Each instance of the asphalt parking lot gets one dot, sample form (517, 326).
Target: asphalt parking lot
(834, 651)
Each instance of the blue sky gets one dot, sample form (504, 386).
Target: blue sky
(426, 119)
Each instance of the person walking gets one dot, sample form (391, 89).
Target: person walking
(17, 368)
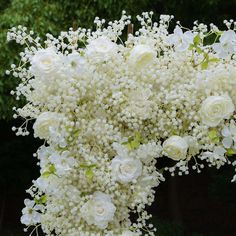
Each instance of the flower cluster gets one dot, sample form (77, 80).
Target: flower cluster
(110, 109)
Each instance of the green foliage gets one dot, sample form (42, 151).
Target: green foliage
(57, 15)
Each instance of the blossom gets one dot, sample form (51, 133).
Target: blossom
(216, 157)
(101, 48)
(107, 111)
(227, 44)
(181, 40)
(126, 168)
(175, 147)
(62, 162)
(30, 213)
(76, 63)
(127, 233)
(216, 108)
(229, 134)
(45, 122)
(99, 210)
(46, 62)
(141, 56)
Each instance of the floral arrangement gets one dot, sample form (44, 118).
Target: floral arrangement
(110, 109)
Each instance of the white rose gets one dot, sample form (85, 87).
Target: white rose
(100, 48)
(99, 210)
(181, 39)
(46, 62)
(127, 233)
(45, 122)
(141, 56)
(175, 147)
(125, 169)
(216, 108)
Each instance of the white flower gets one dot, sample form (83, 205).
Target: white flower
(76, 63)
(215, 158)
(216, 108)
(46, 62)
(101, 48)
(141, 56)
(148, 152)
(45, 122)
(126, 168)
(63, 162)
(30, 213)
(227, 44)
(181, 40)
(229, 134)
(99, 210)
(139, 103)
(175, 147)
(127, 233)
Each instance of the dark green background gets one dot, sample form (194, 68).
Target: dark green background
(201, 204)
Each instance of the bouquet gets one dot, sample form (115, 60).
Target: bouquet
(110, 109)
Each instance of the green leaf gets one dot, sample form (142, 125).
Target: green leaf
(230, 152)
(191, 47)
(214, 60)
(89, 173)
(214, 135)
(204, 65)
(133, 142)
(51, 170)
(199, 50)
(41, 200)
(197, 39)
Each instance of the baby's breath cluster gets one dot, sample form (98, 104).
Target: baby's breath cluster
(109, 109)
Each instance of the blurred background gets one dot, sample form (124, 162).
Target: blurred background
(195, 205)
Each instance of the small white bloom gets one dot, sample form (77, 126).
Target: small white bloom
(126, 168)
(31, 216)
(215, 158)
(46, 62)
(76, 64)
(175, 147)
(216, 108)
(229, 134)
(127, 233)
(181, 40)
(101, 48)
(141, 56)
(63, 162)
(99, 210)
(45, 122)
(227, 44)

_PROBLEM DETAILS:_ Starting at the line that contains "Each instance of the baby's" and continuing through the final line, format those lines alone as a Markdown table with the columns Row and Line, giving each a row number and leaving out any blank lines.

_FULL OUTPUT:_
| Row | Line |
|---|---|
| 1 | Each instance of the baby's breath cluster gets one dot, sample form (98, 104). |
| 2 | Target: baby's breath cluster |
| 3 | (109, 109) |
| 4 | Each instance of the blurred background gets one dot, sample form (124, 162). |
| 5 | Target: blurred background |
| 6 | (195, 205) |
| 7 | Each instance of the small white bloom gets one dot, sample form (77, 126). |
| 8 | Target: small white bloom |
| 9 | (126, 168) |
| 10 | (31, 216) |
| 11 | (215, 158) |
| 12 | (46, 62) |
| 13 | (76, 64) |
| 14 | (175, 147) |
| 15 | (216, 108) |
| 16 | (229, 134) |
| 17 | (127, 233) |
| 18 | (181, 40) |
| 19 | (101, 48) |
| 20 | (141, 56) |
| 21 | (63, 162) |
| 22 | (99, 210) |
| 23 | (45, 122) |
| 24 | (227, 44) |